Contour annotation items

--- begin ---

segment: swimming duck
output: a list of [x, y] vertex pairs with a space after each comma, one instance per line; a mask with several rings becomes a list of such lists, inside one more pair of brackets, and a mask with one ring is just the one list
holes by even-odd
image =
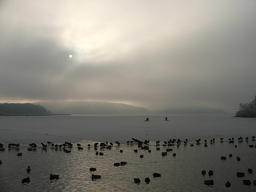
[[60, 175], [53, 175], [52, 174], [50, 174], [50, 179], [53, 180], [54, 179], [58, 179], [60, 177]]
[[150, 179], [149, 179], [148, 177], [146, 177], [145, 178], [144, 181], [147, 184], [148, 184], [150, 182]]
[[26, 178], [23, 179], [21, 180], [21, 182], [22, 183], [29, 183], [30, 182], [30, 178], [29, 177], [28, 177]]
[[114, 163], [114, 166], [120, 166], [120, 162], [115, 162], [115, 163]]
[[27, 172], [29, 173], [31, 172], [31, 168], [30, 168], [30, 166], [28, 166], [27, 168]]
[[153, 177], [161, 177], [161, 174], [160, 174], [160, 173], [153, 173]]
[[213, 182], [213, 180], [212, 179], [211, 180], [204, 180], [204, 183], [205, 185], [213, 185], [214, 184], [214, 182]]
[[226, 186], [226, 187], [227, 188], [229, 188], [229, 187], [231, 186], [231, 183], [230, 182], [229, 182], [229, 181], [227, 181], [226, 182], [226, 183], [225, 184], [225, 186]]
[[243, 185], [248, 185], [250, 186], [251, 185], [251, 181], [248, 179], [243, 180]]
[[140, 183], [140, 179], [139, 178], [133, 178], [135, 183]]
[[100, 179], [101, 178], [101, 176], [99, 175], [92, 174], [91, 177], [92, 178], [92, 180], [93, 180], [94, 179]]
[[83, 149], [84, 149], [84, 148], [82, 148], [82, 147], [80, 147], [80, 146], [78, 146], [78, 147], [77, 147], [77, 149], [78, 149], [78, 150], [82, 150]]

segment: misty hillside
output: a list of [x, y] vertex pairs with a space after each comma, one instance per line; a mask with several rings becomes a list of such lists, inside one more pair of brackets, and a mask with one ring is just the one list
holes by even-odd
[[143, 107], [123, 103], [98, 101], [37, 102], [53, 114], [72, 115], [145, 114], [153, 112]]
[[163, 109], [156, 111], [157, 114], [199, 114], [199, 113], [222, 113], [225, 111], [222, 109], [213, 109], [213, 108], [191, 108], [191, 109]]

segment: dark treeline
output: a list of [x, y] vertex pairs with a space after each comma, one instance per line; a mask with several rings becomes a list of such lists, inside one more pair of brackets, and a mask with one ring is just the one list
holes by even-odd
[[123, 103], [99, 101], [57, 101], [33, 103], [43, 106], [54, 114], [112, 115], [152, 114], [145, 108]]
[[31, 103], [0, 103], [0, 116], [49, 115], [50, 111], [39, 105]]
[[249, 103], [239, 103], [239, 110], [235, 117], [256, 117], [256, 96], [254, 100]]

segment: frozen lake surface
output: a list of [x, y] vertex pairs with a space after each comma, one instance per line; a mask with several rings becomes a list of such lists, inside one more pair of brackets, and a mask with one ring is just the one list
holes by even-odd
[[[256, 118], [233, 118], [233, 114], [177, 114], [148, 115], [85, 115], [28, 117], [0, 117], [0, 143], [4, 151], [0, 151], [0, 192], [86, 192], [86, 191], [162, 191], [221, 192], [256, 191], [253, 184], [256, 179]], [[169, 121], [165, 121], [167, 117]], [[146, 118], [149, 122], [145, 122]], [[242, 136], [243, 142], [238, 138]], [[234, 138], [234, 143], [228, 138]], [[245, 138], [249, 137], [246, 141]], [[220, 138], [224, 142], [220, 142]], [[141, 149], [136, 142], [127, 144], [132, 138], [142, 141], [151, 150]], [[215, 143], [210, 143], [215, 138]], [[163, 146], [163, 141], [179, 138], [180, 144]], [[188, 142], [184, 144], [186, 138]], [[195, 140], [201, 138], [200, 144]], [[207, 147], [204, 140], [207, 140]], [[156, 141], [160, 144], [156, 146]], [[48, 145], [44, 149], [41, 142], [50, 141], [60, 144], [64, 141], [73, 143], [64, 152], [64, 148]], [[116, 141], [121, 144], [117, 145]], [[95, 148], [96, 142], [114, 143], [111, 149]], [[28, 144], [36, 143], [32, 151]], [[78, 150], [79, 142], [83, 150]], [[8, 148], [9, 143], [20, 143], [19, 147]], [[93, 147], [88, 148], [90, 144]], [[191, 146], [193, 144], [194, 146]], [[254, 147], [249, 147], [254, 145]], [[235, 147], [237, 145], [237, 147]], [[157, 147], [160, 150], [157, 150]], [[167, 149], [172, 149], [162, 156]], [[120, 153], [120, 150], [123, 152]], [[138, 152], [134, 152], [137, 149]], [[101, 152], [103, 155], [96, 155]], [[18, 157], [18, 153], [22, 153]], [[174, 157], [173, 153], [176, 156]], [[229, 154], [233, 155], [229, 157]], [[141, 158], [140, 156], [144, 155]], [[222, 156], [226, 160], [222, 160]], [[241, 158], [240, 161], [236, 159]], [[123, 166], [113, 163], [127, 161]], [[28, 165], [32, 171], [27, 173]], [[95, 167], [95, 172], [89, 171]], [[250, 174], [247, 169], [255, 171]], [[214, 174], [201, 174], [214, 170]], [[237, 177], [238, 172], [245, 173]], [[161, 173], [154, 178], [154, 172]], [[3, 174], [2, 173], [4, 173]], [[50, 174], [60, 174], [58, 180], [50, 180]], [[101, 178], [92, 180], [92, 174]], [[29, 177], [31, 182], [23, 184], [21, 179]], [[149, 177], [151, 181], [144, 181]], [[135, 184], [133, 178], [139, 178]], [[204, 184], [204, 180], [213, 180], [213, 185]], [[250, 180], [251, 185], [243, 185], [242, 180]], [[231, 186], [227, 188], [229, 181]]]

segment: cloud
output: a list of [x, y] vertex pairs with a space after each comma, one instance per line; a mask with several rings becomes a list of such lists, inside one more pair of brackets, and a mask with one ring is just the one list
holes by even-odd
[[2, 1], [0, 101], [106, 101], [234, 113], [256, 94], [255, 6]]

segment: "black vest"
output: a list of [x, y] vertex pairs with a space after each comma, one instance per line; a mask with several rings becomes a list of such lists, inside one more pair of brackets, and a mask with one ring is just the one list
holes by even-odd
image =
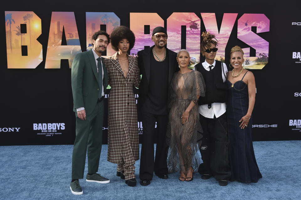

--- end ---

▸ Task directions
Give everything from the line containing "segment: dark treeline" down to the line containing "96], [254, 100]]", both included, as a numbered list. Omit any blank lines.

▸ Reply
1. segment: dark treeline
2. output: a list of [x, y] vertex pairs with a space after each comma, one instance per line; a mask with several rings becomes a list of such lists, inside one more pair of brackets, and a mask with one ring is just the one list
3. holes by even-odd
4. [[123, 103], [99, 101], [57, 101], [33, 103], [43, 106], [54, 114], [112, 115], [152, 114], [145, 108]]
5. [[31, 103], [0, 103], [0, 116], [49, 115], [50, 111], [39, 105]]
6. [[249, 103], [239, 103], [239, 110], [235, 117], [256, 117], [256, 96], [254, 100]]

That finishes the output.